* **Listed entries**
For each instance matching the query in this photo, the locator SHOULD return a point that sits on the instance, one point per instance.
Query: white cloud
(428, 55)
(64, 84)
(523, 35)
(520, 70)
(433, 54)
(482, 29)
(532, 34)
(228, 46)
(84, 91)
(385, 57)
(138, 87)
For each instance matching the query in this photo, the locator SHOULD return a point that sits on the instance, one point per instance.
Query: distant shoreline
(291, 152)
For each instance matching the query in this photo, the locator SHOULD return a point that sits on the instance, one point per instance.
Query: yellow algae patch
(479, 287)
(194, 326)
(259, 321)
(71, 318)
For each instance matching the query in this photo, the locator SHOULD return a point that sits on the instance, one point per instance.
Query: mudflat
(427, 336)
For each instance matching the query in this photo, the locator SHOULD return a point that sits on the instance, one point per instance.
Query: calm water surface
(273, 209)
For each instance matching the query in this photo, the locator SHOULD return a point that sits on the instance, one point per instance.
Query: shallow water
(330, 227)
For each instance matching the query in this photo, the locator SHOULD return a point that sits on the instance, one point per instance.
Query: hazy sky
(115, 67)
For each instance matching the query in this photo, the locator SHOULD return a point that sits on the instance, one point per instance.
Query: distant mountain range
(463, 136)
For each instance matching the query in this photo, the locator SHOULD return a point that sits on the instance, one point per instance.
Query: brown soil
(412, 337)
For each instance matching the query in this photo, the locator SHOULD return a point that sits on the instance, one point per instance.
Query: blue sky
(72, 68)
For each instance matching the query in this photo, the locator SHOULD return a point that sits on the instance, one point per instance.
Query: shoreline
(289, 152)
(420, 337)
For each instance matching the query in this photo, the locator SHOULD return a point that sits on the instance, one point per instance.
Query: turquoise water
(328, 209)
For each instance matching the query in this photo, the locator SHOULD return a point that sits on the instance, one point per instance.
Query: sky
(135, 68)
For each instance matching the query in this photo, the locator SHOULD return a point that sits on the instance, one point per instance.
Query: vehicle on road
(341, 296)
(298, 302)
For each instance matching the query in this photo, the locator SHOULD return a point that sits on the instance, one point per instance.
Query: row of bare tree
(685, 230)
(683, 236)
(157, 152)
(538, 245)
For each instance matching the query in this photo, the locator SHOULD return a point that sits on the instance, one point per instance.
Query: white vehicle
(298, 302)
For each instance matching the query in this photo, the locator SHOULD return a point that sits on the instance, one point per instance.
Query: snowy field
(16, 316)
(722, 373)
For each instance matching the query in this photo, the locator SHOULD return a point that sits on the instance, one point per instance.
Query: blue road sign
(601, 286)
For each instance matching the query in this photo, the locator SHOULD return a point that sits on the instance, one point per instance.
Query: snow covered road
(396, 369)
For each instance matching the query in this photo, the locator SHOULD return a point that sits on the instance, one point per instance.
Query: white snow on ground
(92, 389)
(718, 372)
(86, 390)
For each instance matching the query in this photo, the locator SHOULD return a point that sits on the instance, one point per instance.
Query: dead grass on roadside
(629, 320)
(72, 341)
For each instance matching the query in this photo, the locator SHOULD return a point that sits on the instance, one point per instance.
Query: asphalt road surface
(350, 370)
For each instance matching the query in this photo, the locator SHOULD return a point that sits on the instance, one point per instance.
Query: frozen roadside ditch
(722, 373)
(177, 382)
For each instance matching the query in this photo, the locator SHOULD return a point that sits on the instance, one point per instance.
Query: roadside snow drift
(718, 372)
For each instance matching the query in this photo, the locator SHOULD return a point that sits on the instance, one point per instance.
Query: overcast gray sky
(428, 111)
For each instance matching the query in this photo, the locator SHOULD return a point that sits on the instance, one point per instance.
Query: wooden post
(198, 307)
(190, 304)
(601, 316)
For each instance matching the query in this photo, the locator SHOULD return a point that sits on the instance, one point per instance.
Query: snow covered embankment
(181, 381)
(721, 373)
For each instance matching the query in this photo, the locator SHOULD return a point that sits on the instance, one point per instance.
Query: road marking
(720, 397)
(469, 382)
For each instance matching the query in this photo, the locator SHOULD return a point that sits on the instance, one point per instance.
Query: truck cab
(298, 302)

* **Set problem**
Reproduce each entry from the records above, character for character.

* **Output**
For each instance matching the query in this photo, the locator SHOULD return a point that sits on the instance, one point per instance.
Query: white cloud
(428, 55)
(64, 84)
(523, 35)
(520, 70)
(433, 54)
(482, 29)
(532, 34)
(228, 46)
(84, 91)
(385, 57)
(138, 87)
For each instance matching the query in this photo, the locator SHOULD return a point that sits on the instance, one point per instance.
Query: distant shoreline
(291, 152)
For each instance matching the query in this photo, the locator SHOULD return a point that sits on the instance, one point per instance.
Query: yellow algae patch
(479, 287)
(194, 326)
(259, 321)
(71, 318)
For each instance matching the query in this photo, the locator SHOULD return a point that sits on the instance, one point per instance.
Query: mudflat
(427, 336)
For each instance matching the query in this photo, the locator SHOULD return a point that sits on the instance, one point per instance.
Query: calm water surface
(273, 209)
For each instance matching the query in this photo, the locator SHOULD return a point that sits on the instance, one point per instance.
Query: shallow water
(330, 227)
For each instance matching the query in this photo, the locator SHOULD return a point that sits on the instance, one point per instance.
Query: hazy sky
(115, 67)
For each instance matching the query in this photo, the locator SHOULD return a point that sits on the instance, one point per instance.
Query: distant mountain range
(463, 136)
For each instance matching the query in this photo, the locator SHOULD return a point that sits on the instance, one point per instance.
Query: brown soil
(412, 337)
For each instance matching the query in this photo, the locator SHOULD return a point that sits on the instance, one point per instance.
Query: blue sky
(72, 68)
For each instance matching the query in this photo, the locator SHOULD return a point that sits on the instance, one point per instance.
Query: shoreline
(289, 152)
(420, 337)
For each instance matching the query in this photo, the locator SHOULD return a point that sits on the instance, one point per instance.
Query: turquoise water
(328, 209)
For each instance matching the query in this photo, the locator SHOULD return a point that sits on the instance, one point per instance.
Query: sky
(135, 68)
For each instance matching the query in this photo, the locator SHOULD return a point that sits on the instance, one point per instance.
Query: vehicle on road
(341, 296)
(298, 302)
For each instance matching the query in this photo, the locator SHOULD return a point that sits on the instance, one point per instance.
Query: row of bare tree
(685, 230)
(683, 236)
(157, 152)
(538, 245)
For each instance matching the query in this photo, the locator SHOULD return a point that sits on the instance, one point per instance.
Query: white vehicle
(298, 302)
For each instance matching the query in this photo, the locator SHOULD return a point that sits on the instance, one point per instance.
Query: snowy field
(16, 316)
(722, 373)
For each instance matching the query in this photo, the locator SHOULD return a point that sits on the instance, one point per instance.
Query: blue road sign
(601, 286)
For each instance matching the query in this photo, the locator SHOULD return a point that sits on the instance, one point per instance.
Query: snow covered road
(396, 369)
For each instance matching the query in this photo, the locator SHOULD return a point that sits on the instance, one point per instance.
Query: white snow on ground
(92, 389)
(718, 372)
(86, 390)
For each instance matching the query in this photo, the locator SHOULD return a point that sits on the instance, one point per instance.
Query: dead grass on roadside
(629, 320)
(72, 341)
For each instance matching the query in this photo, the locator SHOULD return a point that sits on the instance, one point per instance.
Query: asphalt road surface
(350, 370)
For each instance matching the query in this photo, the locator SHOULD return a point that sits on the instance, one point per instance.
Query: frozen roadside ditch
(722, 373)
(177, 382)
For each instance matching the query in this photo, the locator SHOULD return a point that sits on the instance, one point per instance.
Query: roadside snow drift
(718, 372)
For each instance matching the query in this photo, the locator SHOULD return a point that sits on the instance, one point per instance.
Query: overcast gray sky
(428, 111)
For each instance matching the query in this photo, the locator SHOULD return a point that sits on the instance, one point per instance.
Query: wooden post
(198, 307)
(190, 304)
(601, 316)
For each instance matching the query in this photo, the locator SHOULD return a point that sits on the instance, one point per instance.
Query: snow covered embankment
(181, 381)
(721, 373)
For each instance matching the query in this photo, the locator SHOULD return a point that sits on the instance, one point per instance.
Query: road marking
(720, 397)
(469, 382)
For each instance matching the query in this photo, the locator SHOULD return a point that sits on the instance, one point per instance.
Query: truck cab
(298, 302)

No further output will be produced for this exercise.